§ Set tasks
1. Answer these questions using the SQL Everything page.
(a) Which components can be used to access arbitrary data sources directly from within SQL?
(b) In the variant without the IN keyword, what replaces the single quotes, and what serves as the separator?
(c) What kinds of path can be used?
2. For each statement, say yes or no to whether it agrees with the SQL Everything page, and quote the words that decide it.
(a) The path must be a local path.
(b) Which syntax variant to use depends on personal preference and the use case.
(c) Any source that could be interpreted as table-like data is a possible candidate for linking via OLE DB into Access.

§ Source document
SQL Everything

Access

SQL Everything

General

Microsoft provides a set of database access components (see Wikipedia), of which OLE DB and its  JET installable ISAM drivers can be used to access arbitrary data sources directly from within SQL.

SELECT

The basic syntax for an SQL SELECT statement is

SELECT *
  FROM tblTable

You might already know the option to select data from a table in a different Microsoft Acess database

SELECT *
  FROM tblTable
    IN 'c:\data.accdb'

or without the IN keyword by using square brackets instead of single quotes and a dot (.) as separator.

SELECT *
  FROM [c:\data.accdb].tblTable

Which of these syntax variants you use, depends on your personal preferences and the use case that you are dealing with. The path can be a local path, a UNC path, HTTP or FTP path; this also holds true for all the following other sources.

Select from other sources

Let's get to the interesting part and select data from other sources than Microsoft Access databases. Generally speaking every source, that could be interpreted as table-like data, is a possible candidate for linking the data via OLE DB into Access.

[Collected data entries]
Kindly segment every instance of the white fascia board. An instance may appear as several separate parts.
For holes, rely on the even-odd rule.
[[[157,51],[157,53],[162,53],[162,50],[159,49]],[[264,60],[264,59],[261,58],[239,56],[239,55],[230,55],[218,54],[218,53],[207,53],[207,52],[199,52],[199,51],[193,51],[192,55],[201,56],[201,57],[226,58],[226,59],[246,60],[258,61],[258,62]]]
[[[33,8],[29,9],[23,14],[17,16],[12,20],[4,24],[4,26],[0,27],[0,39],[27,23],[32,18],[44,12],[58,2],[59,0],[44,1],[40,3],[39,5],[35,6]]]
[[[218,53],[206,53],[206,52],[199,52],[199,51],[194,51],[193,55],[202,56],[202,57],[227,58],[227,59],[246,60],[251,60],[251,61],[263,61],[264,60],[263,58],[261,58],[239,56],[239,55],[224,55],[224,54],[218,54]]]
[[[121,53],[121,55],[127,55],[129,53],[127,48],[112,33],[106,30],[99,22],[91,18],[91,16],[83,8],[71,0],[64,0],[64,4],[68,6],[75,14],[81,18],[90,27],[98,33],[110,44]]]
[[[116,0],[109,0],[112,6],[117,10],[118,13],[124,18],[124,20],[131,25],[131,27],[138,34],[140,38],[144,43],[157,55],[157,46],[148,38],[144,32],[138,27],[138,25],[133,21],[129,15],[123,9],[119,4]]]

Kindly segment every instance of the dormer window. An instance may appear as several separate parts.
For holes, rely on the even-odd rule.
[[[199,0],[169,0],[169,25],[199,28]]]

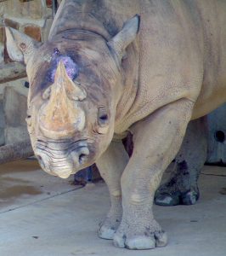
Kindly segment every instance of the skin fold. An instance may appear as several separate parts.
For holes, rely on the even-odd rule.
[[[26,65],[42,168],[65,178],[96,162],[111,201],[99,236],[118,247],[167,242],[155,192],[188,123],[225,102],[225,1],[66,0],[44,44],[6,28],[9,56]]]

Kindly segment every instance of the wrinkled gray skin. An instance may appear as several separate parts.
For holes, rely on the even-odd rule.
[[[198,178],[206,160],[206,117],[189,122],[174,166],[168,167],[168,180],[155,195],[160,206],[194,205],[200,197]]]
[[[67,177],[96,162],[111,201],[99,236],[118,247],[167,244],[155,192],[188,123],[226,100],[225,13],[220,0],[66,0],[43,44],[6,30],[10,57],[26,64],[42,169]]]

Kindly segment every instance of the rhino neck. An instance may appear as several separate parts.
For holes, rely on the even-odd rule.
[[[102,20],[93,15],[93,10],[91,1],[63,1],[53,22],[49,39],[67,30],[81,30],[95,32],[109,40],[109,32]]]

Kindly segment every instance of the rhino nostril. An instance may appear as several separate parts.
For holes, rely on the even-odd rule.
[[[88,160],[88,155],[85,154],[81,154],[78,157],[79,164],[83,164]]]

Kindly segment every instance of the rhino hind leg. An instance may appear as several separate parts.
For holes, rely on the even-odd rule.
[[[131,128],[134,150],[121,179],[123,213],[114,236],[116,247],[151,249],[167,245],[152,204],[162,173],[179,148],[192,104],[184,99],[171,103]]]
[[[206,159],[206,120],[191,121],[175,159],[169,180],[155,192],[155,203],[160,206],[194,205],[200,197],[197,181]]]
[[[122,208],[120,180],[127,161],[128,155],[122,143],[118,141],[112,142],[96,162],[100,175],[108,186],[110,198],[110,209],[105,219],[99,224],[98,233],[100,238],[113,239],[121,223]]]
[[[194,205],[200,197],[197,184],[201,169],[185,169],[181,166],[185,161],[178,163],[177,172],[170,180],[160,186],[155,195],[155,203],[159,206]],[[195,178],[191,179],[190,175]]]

§ Answers to each task
1.
(a) OLE DB and its JET installable ISAM drivers.
(b) Square brackets replace the single quotes, and a dot (.) serves as the separator.
(c) A local path, a UNC path, an HTTP path or an FTP path.

2.
(a) No: "The path can be a local path, a UNC path, HTTP or FTP path"
(b) Yes: "Which of these syntax variants you use, depends on your personal preferences and the use case that you are dealing with."
(c) Yes: "every source, that could be interpreted as table-like data, is a possible candidate for linking the data via OLE DB into Access."